- DATA PROVIDED:
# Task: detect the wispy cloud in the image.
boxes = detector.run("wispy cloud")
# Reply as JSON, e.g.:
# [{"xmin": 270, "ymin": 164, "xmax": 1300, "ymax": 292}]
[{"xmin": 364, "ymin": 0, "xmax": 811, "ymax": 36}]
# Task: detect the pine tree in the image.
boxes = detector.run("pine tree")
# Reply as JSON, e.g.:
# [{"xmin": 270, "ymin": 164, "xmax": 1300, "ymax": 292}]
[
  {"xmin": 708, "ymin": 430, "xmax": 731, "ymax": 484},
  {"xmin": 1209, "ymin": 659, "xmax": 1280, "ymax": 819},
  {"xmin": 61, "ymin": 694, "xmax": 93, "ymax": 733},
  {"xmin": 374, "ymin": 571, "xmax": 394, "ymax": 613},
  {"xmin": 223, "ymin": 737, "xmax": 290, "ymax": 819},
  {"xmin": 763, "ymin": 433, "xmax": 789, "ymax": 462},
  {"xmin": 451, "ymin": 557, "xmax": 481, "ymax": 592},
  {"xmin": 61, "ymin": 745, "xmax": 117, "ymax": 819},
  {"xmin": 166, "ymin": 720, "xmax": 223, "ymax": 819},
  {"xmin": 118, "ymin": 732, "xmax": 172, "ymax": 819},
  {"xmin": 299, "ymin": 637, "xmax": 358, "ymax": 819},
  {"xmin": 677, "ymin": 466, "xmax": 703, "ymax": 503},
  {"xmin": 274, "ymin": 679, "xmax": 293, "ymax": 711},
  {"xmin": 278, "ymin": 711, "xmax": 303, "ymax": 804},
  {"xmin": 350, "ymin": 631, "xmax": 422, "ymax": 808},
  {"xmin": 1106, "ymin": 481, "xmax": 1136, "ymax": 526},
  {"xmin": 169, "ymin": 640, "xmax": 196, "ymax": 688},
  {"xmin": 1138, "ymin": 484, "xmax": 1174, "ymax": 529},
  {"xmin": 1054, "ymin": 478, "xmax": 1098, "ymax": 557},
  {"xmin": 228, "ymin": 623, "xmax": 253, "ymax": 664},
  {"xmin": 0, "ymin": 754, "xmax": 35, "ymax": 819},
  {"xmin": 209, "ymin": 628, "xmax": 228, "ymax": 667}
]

- THE REQUEST: Print all of the material above again, line for line, with nothing changed.

- CORRECT ANSWER:
# Task: detect the wispy cloud in the image.
boxes = detector.run("wispy cloud")
# Reply as JSON, e.g.:
# [{"xmin": 270, "ymin": 164, "xmax": 1300, "ymax": 292}]
[{"xmin": 364, "ymin": 0, "xmax": 811, "ymax": 36}]
# Task: detect the pine tree in the image.
boxes = detector.run("pine tree")
# Reply as JSON, e.g.:
# [{"xmin": 270, "ymin": 164, "xmax": 1300, "ymax": 292}]
[
  {"xmin": 708, "ymin": 430, "xmax": 731, "ymax": 484},
  {"xmin": 1209, "ymin": 659, "xmax": 1280, "ymax": 819},
  {"xmin": 61, "ymin": 694, "xmax": 93, "ymax": 733},
  {"xmin": 374, "ymin": 571, "xmax": 394, "ymax": 613},
  {"xmin": 223, "ymin": 737, "xmax": 290, "ymax": 819},
  {"xmin": 763, "ymin": 433, "xmax": 789, "ymax": 462},
  {"xmin": 451, "ymin": 557, "xmax": 481, "ymax": 592},
  {"xmin": 61, "ymin": 745, "xmax": 117, "ymax": 819},
  {"xmin": 166, "ymin": 720, "xmax": 223, "ymax": 819},
  {"xmin": 118, "ymin": 732, "xmax": 172, "ymax": 819},
  {"xmin": 299, "ymin": 637, "xmax": 358, "ymax": 819},
  {"xmin": 677, "ymin": 466, "xmax": 703, "ymax": 503},
  {"xmin": 274, "ymin": 679, "xmax": 293, "ymax": 711},
  {"xmin": 278, "ymin": 711, "xmax": 303, "ymax": 804},
  {"xmin": 350, "ymin": 631, "xmax": 422, "ymax": 808},
  {"xmin": 1106, "ymin": 481, "xmax": 1136, "ymax": 526},
  {"xmin": 169, "ymin": 640, "xmax": 196, "ymax": 688},
  {"xmin": 1138, "ymin": 484, "xmax": 1174, "ymax": 529},
  {"xmin": 1054, "ymin": 478, "xmax": 1098, "ymax": 557},
  {"xmin": 228, "ymin": 623, "xmax": 253, "ymax": 664},
  {"xmin": 0, "ymin": 754, "xmax": 35, "ymax": 819},
  {"xmin": 209, "ymin": 628, "xmax": 228, "ymax": 667}
]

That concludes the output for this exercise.